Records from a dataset
■ ■ ■ ■ ■

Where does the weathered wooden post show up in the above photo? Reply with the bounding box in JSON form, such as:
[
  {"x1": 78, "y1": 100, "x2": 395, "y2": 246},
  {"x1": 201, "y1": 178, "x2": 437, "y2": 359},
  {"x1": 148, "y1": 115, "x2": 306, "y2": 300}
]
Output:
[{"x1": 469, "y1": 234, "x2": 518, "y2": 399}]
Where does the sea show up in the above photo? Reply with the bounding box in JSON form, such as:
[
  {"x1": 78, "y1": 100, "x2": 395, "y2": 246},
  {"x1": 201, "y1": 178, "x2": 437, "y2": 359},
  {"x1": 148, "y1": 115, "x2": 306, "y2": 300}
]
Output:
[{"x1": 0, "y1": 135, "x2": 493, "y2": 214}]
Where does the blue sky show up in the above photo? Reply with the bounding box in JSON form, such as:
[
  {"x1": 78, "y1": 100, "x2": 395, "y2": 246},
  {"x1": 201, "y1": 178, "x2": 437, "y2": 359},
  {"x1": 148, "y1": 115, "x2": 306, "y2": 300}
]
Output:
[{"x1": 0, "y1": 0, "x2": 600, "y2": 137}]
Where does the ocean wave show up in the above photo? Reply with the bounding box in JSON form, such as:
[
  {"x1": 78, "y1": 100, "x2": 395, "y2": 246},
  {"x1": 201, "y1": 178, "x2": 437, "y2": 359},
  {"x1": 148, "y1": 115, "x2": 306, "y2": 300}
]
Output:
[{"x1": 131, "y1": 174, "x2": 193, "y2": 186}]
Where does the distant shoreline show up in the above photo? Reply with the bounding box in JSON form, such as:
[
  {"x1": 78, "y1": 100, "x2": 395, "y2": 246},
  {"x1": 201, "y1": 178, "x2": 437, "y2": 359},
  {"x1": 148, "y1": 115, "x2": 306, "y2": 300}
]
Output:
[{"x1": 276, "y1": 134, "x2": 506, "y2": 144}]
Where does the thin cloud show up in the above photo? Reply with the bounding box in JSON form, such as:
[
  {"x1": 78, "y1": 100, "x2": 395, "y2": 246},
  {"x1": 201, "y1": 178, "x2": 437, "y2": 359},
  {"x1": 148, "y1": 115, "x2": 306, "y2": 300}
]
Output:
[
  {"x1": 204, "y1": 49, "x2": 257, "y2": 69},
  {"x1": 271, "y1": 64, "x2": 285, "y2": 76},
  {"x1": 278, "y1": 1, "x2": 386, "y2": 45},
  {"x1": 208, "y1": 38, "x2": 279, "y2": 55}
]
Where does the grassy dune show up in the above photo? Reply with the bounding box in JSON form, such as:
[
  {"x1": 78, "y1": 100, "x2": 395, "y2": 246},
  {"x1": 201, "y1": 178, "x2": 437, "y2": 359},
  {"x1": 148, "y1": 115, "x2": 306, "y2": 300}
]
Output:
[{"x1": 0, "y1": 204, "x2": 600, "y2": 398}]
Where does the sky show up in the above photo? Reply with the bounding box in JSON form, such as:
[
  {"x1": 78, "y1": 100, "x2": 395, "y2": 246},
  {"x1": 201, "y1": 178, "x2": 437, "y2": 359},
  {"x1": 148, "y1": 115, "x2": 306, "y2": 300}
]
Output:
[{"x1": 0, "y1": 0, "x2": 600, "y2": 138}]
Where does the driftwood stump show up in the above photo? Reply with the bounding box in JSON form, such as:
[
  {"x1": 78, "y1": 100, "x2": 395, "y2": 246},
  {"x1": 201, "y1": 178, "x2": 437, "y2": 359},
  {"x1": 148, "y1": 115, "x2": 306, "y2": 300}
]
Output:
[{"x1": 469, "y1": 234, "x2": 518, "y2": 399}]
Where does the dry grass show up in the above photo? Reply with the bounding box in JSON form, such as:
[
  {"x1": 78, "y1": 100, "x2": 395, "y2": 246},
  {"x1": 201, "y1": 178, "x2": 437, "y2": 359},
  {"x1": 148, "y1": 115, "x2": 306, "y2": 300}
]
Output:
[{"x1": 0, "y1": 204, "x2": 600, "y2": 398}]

■ ■ ■ ■ ■

Please rewrite the records above with every "Reply with" changed to "Give", keeping all other text the same.

» Answer to the task
Where does the weathered wooden post show up in the above photo? Give the bounding box in JSON form, such as:
[
  {"x1": 78, "y1": 100, "x2": 395, "y2": 246},
  {"x1": 201, "y1": 178, "x2": 437, "y2": 359},
  {"x1": 148, "y1": 115, "x2": 306, "y2": 300}
]
Output:
[{"x1": 469, "y1": 234, "x2": 518, "y2": 399}]
Where does the sea show up in the above photo? Give the bounding box in JSON form, such as:
[
  {"x1": 78, "y1": 100, "x2": 395, "y2": 246},
  {"x1": 201, "y1": 178, "x2": 437, "y2": 359},
  {"x1": 148, "y1": 115, "x2": 306, "y2": 300}
]
Output:
[{"x1": 0, "y1": 135, "x2": 493, "y2": 214}]
Where does the blue sky show up in the above photo? Give the bounding box in JSON form, such as:
[
  {"x1": 78, "y1": 100, "x2": 395, "y2": 246},
  {"x1": 201, "y1": 178, "x2": 437, "y2": 359},
  {"x1": 148, "y1": 115, "x2": 306, "y2": 300}
]
Output:
[{"x1": 0, "y1": 0, "x2": 600, "y2": 137}]
Where does the ocean wave show up in the above photo? Give the bounding box in JSON form, such as:
[
  {"x1": 78, "y1": 100, "x2": 395, "y2": 246},
  {"x1": 201, "y1": 178, "x2": 437, "y2": 359},
  {"x1": 148, "y1": 115, "x2": 306, "y2": 300}
]
Output:
[{"x1": 131, "y1": 174, "x2": 193, "y2": 186}]
Where does the distant shoreline show up in the above photo? Give the bounding box in JSON form, such as:
[
  {"x1": 78, "y1": 100, "x2": 395, "y2": 246},
  {"x1": 201, "y1": 178, "x2": 437, "y2": 359},
  {"x1": 148, "y1": 115, "x2": 306, "y2": 300}
]
Output:
[{"x1": 276, "y1": 134, "x2": 506, "y2": 144}]
Where does the thin cloud show up in the above photo? Give the bounding box in JSON form, such as:
[
  {"x1": 78, "y1": 100, "x2": 395, "y2": 246},
  {"x1": 201, "y1": 178, "x2": 437, "y2": 359},
  {"x1": 148, "y1": 115, "x2": 306, "y2": 300}
]
Output:
[
  {"x1": 204, "y1": 49, "x2": 257, "y2": 69},
  {"x1": 271, "y1": 64, "x2": 285, "y2": 76},
  {"x1": 278, "y1": 1, "x2": 386, "y2": 45},
  {"x1": 208, "y1": 38, "x2": 279, "y2": 55}
]
Where does the grassy dune show up in the above photo? Give the bounding box in JSON form, such as:
[
  {"x1": 78, "y1": 100, "x2": 395, "y2": 246},
  {"x1": 201, "y1": 178, "x2": 437, "y2": 359},
  {"x1": 148, "y1": 115, "x2": 306, "y2": 300}
]
Output:
[{"x1": 0, "y1": 204, "x2": 600, "y2": 398}]
Where does the sky show up in the above photo? Give the bounding box in JSON form, such as:
[
  {"x1": 78, "y1": 100, "x2": 395, "y2": 246},
  {"x1": 201, "y1": 178, "x2": 437, "y2": 359},
  {"x1": 148, "y1": 115, "x2": 306, "y2": 300}
]
Output:
[{"x1": 0, "y1": 0, "x2": 600, "y2": 138}]
Where does the driftwood stump show up in the above photo? Give the bounding box in JSON form, such as:
[
  {"x1": 78, "y1": 100, "x2": 395, "y2": 246},
  {"x1": 201, "y1": 178, "x2": 437, "y2": 359},
  {"x1": 148, "y1": 115, "x2": 306, "y2": 300}
]
Output:
[{"x1": 469, "y1": 234, "x2": 518, "y2": 399}]
Where does the dry grass show up in the above photo? Give the bounding box in JSON form, such as:
[
  {"x1": 78, "y1": 100, "x2": 395, "y2": 246},
  {"x1": 201, "y1": 178, "x2": 437, "y2": 359},
  {"x1": 148, "y1": 115, "x2": 306, "y2": 300}
]
Output:
[{"x1": 0, "y1": 204, "x2": 600, "y2": 398}]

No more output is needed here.